Pointing and labeling entries
--- BEGIN ---

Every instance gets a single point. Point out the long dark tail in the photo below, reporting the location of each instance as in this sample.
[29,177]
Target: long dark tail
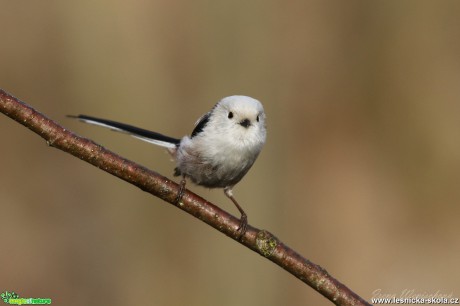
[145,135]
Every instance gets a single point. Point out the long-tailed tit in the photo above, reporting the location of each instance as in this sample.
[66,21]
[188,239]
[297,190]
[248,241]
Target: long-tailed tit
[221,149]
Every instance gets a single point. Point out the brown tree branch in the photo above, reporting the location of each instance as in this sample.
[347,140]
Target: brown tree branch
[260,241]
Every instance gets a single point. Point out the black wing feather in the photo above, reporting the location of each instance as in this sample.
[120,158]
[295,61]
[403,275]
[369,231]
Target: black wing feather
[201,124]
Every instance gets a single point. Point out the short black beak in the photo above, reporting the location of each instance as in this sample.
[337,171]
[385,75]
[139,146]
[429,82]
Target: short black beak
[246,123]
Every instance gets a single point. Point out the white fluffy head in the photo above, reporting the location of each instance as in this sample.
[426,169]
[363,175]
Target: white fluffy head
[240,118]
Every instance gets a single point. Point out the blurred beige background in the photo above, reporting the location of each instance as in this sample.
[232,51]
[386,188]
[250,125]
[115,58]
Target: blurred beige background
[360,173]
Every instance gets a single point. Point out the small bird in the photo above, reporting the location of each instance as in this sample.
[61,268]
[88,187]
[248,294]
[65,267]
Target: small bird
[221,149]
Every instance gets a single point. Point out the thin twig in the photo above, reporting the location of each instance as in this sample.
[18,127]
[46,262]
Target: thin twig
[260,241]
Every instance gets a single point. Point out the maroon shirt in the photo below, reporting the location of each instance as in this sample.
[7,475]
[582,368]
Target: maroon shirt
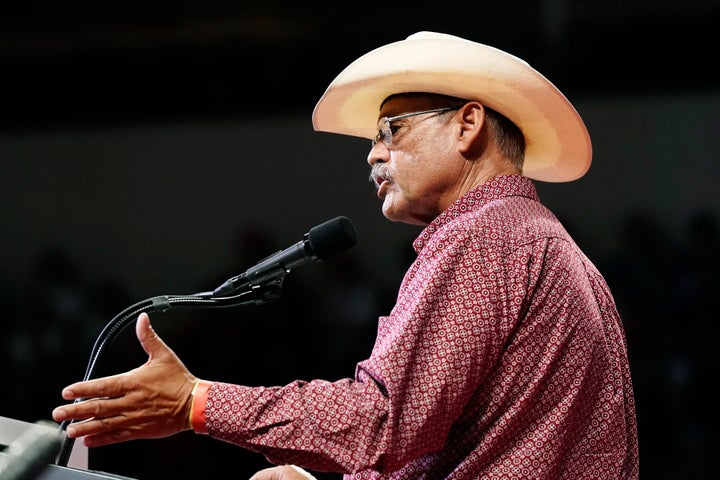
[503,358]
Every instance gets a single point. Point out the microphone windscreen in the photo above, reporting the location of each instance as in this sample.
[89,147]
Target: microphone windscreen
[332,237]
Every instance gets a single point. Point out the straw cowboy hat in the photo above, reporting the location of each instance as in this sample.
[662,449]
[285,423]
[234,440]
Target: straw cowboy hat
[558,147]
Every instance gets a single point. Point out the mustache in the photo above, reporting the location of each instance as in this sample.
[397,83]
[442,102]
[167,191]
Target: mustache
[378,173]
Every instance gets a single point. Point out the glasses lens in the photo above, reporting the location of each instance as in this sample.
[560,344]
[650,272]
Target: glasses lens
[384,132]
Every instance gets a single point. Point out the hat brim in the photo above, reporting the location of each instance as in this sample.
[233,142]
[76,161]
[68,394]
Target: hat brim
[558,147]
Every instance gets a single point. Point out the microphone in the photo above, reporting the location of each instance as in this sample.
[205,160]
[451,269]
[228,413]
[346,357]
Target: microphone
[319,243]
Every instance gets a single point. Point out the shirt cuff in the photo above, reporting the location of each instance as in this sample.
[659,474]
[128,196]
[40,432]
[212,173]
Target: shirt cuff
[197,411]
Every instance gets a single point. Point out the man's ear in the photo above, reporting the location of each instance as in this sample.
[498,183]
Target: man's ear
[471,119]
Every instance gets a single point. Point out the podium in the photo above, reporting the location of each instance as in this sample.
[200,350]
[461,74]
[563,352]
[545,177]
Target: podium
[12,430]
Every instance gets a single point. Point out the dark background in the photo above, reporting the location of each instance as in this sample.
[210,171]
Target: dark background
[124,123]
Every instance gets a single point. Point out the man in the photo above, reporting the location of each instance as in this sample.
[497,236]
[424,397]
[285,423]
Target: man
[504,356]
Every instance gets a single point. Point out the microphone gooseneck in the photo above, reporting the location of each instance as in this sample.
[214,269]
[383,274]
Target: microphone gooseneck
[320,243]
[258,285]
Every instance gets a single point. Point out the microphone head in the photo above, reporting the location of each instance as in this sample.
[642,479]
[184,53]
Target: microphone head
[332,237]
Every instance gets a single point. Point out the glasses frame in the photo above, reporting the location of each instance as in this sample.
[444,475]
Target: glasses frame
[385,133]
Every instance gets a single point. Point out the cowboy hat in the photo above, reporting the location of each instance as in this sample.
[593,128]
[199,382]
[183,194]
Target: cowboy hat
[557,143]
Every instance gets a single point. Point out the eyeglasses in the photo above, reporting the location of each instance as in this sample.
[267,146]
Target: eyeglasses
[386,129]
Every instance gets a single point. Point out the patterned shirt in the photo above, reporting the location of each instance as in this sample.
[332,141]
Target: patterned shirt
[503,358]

--- END ---
--- BEGIN ---

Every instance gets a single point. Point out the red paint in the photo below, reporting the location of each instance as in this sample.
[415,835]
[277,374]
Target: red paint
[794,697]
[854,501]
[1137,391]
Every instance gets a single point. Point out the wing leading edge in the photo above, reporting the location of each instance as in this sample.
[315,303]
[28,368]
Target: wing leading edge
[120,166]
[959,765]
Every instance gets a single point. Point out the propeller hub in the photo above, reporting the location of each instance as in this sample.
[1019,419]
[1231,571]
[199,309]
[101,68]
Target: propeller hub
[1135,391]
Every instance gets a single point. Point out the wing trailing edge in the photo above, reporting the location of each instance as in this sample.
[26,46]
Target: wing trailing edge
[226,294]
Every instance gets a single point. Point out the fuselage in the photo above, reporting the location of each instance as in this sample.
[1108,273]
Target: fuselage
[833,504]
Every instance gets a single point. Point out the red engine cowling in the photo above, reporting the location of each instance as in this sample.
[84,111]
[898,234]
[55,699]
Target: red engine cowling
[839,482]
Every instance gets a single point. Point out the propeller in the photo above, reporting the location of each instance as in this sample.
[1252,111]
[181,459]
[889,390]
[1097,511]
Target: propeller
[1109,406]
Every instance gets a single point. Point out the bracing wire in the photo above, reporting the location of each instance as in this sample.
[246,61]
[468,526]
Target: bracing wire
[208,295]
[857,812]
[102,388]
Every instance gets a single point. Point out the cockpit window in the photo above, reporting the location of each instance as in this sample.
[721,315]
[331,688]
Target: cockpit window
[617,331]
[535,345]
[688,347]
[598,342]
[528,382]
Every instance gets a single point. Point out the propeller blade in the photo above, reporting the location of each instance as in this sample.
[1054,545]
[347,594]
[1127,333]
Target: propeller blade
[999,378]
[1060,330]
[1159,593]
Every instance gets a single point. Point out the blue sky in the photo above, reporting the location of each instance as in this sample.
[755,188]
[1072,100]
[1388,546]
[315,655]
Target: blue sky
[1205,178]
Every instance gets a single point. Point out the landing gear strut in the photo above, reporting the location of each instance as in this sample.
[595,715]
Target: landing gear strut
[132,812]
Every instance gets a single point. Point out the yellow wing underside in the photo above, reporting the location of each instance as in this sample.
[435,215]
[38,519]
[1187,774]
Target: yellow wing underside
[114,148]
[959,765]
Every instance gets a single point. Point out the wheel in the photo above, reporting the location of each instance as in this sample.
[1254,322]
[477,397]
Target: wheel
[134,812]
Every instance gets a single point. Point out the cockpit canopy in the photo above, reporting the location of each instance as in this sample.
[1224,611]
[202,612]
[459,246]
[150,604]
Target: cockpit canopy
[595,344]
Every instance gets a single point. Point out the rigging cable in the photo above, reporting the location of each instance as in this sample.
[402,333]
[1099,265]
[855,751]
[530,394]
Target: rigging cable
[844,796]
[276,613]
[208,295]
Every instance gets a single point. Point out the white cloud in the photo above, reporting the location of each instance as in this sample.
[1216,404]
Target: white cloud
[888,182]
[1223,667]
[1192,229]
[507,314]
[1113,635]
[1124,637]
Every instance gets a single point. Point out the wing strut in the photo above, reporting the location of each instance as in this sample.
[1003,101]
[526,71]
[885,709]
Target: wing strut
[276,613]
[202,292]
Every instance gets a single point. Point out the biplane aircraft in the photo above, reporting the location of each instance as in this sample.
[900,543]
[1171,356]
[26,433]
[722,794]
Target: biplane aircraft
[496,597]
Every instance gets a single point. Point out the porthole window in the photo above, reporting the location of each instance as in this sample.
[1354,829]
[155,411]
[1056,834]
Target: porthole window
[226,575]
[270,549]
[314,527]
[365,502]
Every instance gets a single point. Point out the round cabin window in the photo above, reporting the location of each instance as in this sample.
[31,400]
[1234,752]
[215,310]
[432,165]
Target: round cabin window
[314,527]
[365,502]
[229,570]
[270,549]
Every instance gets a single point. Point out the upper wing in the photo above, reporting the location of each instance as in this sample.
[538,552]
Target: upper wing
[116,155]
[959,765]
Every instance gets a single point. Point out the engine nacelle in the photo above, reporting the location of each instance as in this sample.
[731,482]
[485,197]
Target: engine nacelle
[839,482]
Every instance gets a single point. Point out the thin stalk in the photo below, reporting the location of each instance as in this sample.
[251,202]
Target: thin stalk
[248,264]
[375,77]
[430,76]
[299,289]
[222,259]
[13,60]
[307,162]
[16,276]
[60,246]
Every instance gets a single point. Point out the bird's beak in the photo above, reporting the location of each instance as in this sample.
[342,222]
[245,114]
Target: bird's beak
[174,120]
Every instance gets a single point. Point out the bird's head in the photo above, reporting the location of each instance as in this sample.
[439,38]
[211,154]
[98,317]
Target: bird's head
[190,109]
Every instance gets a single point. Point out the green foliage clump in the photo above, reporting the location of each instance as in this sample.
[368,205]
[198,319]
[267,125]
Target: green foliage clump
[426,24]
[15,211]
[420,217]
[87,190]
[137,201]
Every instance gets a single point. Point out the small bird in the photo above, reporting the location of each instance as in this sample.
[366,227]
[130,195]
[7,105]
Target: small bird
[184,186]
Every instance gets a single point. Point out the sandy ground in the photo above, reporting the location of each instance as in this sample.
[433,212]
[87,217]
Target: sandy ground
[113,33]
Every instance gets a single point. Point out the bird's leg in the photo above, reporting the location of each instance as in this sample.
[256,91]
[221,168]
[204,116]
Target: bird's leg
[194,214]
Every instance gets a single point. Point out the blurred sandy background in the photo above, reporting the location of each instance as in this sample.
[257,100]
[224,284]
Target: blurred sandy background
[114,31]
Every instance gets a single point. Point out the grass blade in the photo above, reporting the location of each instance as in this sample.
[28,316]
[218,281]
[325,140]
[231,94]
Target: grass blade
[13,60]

--- END ---
--- BEGIN ---

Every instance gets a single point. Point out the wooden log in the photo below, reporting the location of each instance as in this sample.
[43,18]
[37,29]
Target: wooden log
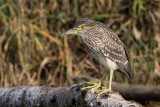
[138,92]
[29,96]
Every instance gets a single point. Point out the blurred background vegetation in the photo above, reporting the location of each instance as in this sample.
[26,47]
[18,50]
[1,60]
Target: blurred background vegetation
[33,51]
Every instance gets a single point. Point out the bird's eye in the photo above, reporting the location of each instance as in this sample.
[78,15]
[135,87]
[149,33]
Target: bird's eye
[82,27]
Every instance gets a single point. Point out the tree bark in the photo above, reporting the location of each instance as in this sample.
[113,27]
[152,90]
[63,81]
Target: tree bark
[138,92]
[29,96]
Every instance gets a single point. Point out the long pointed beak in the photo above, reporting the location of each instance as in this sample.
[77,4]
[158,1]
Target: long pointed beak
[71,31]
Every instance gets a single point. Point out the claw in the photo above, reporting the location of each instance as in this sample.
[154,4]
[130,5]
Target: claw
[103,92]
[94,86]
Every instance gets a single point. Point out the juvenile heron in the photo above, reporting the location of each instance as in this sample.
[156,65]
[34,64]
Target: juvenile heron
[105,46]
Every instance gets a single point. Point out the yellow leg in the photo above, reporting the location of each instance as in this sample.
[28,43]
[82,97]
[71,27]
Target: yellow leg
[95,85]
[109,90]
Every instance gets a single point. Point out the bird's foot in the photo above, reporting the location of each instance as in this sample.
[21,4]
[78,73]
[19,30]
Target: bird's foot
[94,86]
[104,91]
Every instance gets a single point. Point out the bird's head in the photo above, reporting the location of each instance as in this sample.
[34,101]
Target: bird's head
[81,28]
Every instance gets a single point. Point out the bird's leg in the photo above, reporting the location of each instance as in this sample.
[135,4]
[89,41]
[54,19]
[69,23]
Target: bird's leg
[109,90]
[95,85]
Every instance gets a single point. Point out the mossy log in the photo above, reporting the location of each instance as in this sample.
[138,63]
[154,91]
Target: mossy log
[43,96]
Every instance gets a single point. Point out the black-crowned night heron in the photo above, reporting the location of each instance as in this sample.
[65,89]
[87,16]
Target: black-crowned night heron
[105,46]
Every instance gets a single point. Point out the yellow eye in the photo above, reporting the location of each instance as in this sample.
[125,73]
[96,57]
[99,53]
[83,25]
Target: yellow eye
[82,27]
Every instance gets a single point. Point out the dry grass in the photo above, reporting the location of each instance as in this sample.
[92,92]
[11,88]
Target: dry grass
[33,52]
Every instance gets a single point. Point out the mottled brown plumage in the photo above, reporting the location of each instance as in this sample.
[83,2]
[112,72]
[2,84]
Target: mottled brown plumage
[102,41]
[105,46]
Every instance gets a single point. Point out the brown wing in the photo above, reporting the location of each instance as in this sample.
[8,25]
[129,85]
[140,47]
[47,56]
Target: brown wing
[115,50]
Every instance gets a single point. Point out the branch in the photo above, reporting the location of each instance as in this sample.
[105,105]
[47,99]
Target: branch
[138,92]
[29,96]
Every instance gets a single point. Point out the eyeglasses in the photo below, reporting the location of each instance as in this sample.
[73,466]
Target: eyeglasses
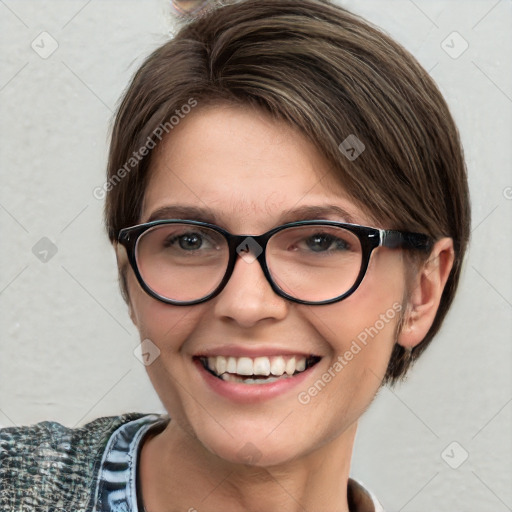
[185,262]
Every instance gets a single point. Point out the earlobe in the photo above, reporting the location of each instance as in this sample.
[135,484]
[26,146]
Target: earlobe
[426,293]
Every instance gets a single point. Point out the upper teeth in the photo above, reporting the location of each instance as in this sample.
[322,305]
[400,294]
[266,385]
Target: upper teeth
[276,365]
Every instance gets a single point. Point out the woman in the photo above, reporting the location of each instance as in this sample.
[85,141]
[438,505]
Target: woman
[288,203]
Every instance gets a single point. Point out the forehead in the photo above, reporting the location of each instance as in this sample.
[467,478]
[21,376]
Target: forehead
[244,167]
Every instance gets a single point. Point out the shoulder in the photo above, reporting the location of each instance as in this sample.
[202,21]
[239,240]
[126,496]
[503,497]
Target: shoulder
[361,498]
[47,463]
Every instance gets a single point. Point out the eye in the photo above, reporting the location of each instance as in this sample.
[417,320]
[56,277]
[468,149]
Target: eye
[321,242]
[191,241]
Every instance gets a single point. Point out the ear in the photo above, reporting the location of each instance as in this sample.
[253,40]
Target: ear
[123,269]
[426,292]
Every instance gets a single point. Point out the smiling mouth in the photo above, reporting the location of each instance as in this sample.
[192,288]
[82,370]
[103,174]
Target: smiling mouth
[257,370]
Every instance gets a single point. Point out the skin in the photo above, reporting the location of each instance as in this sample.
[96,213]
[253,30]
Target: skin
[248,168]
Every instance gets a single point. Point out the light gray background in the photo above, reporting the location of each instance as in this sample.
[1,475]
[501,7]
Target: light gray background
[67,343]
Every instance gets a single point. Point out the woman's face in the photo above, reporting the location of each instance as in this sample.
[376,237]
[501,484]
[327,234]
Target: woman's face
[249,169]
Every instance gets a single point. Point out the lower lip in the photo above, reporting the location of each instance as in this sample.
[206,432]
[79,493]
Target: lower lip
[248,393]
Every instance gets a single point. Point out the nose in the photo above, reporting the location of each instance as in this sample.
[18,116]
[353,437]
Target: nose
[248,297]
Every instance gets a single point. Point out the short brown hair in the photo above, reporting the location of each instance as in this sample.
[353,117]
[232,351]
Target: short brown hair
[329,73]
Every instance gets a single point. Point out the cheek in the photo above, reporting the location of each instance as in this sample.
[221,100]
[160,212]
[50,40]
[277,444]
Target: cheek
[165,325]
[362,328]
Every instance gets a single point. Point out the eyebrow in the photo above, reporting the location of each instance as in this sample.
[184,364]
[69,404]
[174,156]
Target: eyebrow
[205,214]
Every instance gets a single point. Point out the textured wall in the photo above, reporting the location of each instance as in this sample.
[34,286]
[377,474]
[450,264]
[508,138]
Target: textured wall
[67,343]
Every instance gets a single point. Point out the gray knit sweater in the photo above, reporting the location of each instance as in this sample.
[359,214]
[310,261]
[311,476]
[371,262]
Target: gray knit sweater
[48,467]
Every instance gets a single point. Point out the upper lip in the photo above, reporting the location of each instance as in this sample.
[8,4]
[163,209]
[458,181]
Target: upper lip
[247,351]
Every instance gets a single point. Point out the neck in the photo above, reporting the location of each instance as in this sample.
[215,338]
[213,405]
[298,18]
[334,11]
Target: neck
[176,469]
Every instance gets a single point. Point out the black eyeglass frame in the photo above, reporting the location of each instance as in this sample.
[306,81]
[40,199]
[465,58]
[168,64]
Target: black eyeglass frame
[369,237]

--- END ---

◆ **THE EXERCISE**: Gather every line of the listing above that contains the string "blade". Case counts.

◆ **IN RESPONSE**:
Every instance gets a single point. Point out the propeller blade in the photo above, reporting the location of each instance as in this sample.
Target: propeller blade
Every instance gets a single point. Point out the grass blade in the photo above, reporting the location of each instance as in this sample.
Target: grass blade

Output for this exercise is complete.